## [WHAT THE EXERCISE ASKS]
Can you turn the records below into a two-column CSV with the headers instruction and points? Give one row per record, with the record's full text in one quoted field and its answer in the other, and replace any line breaks with spaces.
* Start MATERIALS PROVIDED *
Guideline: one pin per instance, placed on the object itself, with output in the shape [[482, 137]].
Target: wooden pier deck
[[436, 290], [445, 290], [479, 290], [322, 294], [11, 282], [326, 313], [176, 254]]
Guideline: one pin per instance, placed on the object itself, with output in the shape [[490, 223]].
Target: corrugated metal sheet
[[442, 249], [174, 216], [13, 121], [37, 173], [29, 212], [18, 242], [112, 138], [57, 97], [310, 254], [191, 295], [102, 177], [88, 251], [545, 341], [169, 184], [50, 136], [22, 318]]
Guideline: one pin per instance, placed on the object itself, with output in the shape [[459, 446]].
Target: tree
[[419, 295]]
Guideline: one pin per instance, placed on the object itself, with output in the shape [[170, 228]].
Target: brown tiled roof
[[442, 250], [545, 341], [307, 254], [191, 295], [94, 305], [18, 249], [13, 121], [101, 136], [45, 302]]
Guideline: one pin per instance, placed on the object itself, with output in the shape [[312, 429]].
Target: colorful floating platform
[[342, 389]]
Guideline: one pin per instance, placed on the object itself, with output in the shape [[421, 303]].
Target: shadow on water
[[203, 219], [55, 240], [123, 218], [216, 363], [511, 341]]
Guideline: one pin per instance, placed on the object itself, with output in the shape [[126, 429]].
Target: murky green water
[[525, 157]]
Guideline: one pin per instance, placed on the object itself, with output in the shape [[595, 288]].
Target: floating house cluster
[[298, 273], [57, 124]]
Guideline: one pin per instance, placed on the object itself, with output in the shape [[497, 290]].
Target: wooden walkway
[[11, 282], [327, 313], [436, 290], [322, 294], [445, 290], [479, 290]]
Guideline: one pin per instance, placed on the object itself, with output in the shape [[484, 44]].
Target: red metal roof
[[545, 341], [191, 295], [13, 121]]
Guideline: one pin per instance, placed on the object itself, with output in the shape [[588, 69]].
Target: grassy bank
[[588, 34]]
* End MATERIALS PROVIDED *
## [RESULT FOR THIS EXERCISE]
instruction,points
"Guideline: one pin per instance, placed on the object itself, with output in the shape [[482, 137]]. Target: wooden pier deck","[[436, 290], [445, 290], [479, 290], [322, 294], [11, 282], [326, 313], [176, 254]]"
"Guideline: one pin per instance, placed on the object itself, with output in the shape [[490, 223]]. Target: corrugated metal sheet","[[442, 249], [174, 216], [13, 121], [37, 173], [29, 212], [18, 242], [112, 138], [57, 97], [310, 254], [191, 295], [102, 177], [88, 251], [545, 341], [169, 184], [50, 136], [22, 318]]"
"Guideline: one pin per instance, placed on the object itself, with output in the shape [[459, 446]]. Target: tree","[[419, 295]]"
"Guideline: one pin per instance, placed on the object itself, with output in the shape [[170, 228]]. Target: brown tiled roof","[[442, 250], [545, 341], [307, 254], [191, 295], [94, 305], [18, 249], [13, 121], [101, 136], [45, 302]]"
"Guideline: one pin per instance, placed on the object itself, with output in the shape [[312, 429]]. Target: colorful floating platform","[[342, 389]]"
"Guideline: one pin per instance, placed on the object itself, with output in the shape [[421, 303]]. Target: shadow on water","[[203, 219], [55, 240], [123, 218], [216, 363], [511, 341]]"
"Guideline: one pin per instance, placed on the object itself, with output in the shape [[126, 429]]. Target: murky green water","[[525, 157]]"
"Guideline: one pin per instance, placed on the object itself, with output in the shape [[595, 288]]. Target: floating house cluster","[[298, 273], [57, 124]]"
"Guideline: one pin per instance, placed on the object itself, with output in the shape [[497, 290]]. Target: wooden walkway","[[11, 282], [327, 313], [436, 290], [322, 294], [445, 290], [479, 290]]"
"Guideline: one pin per instance, placed on the object itself, with output in the shape [[484, 44]]. Target: red metal roof","[[545, 341], [191, 295], [13, 121]]"
"Guideline: one pin per instance, placed on the object itself, with output in the shape [[588, 69]]. Target: grassy bank","[[588, 34]]"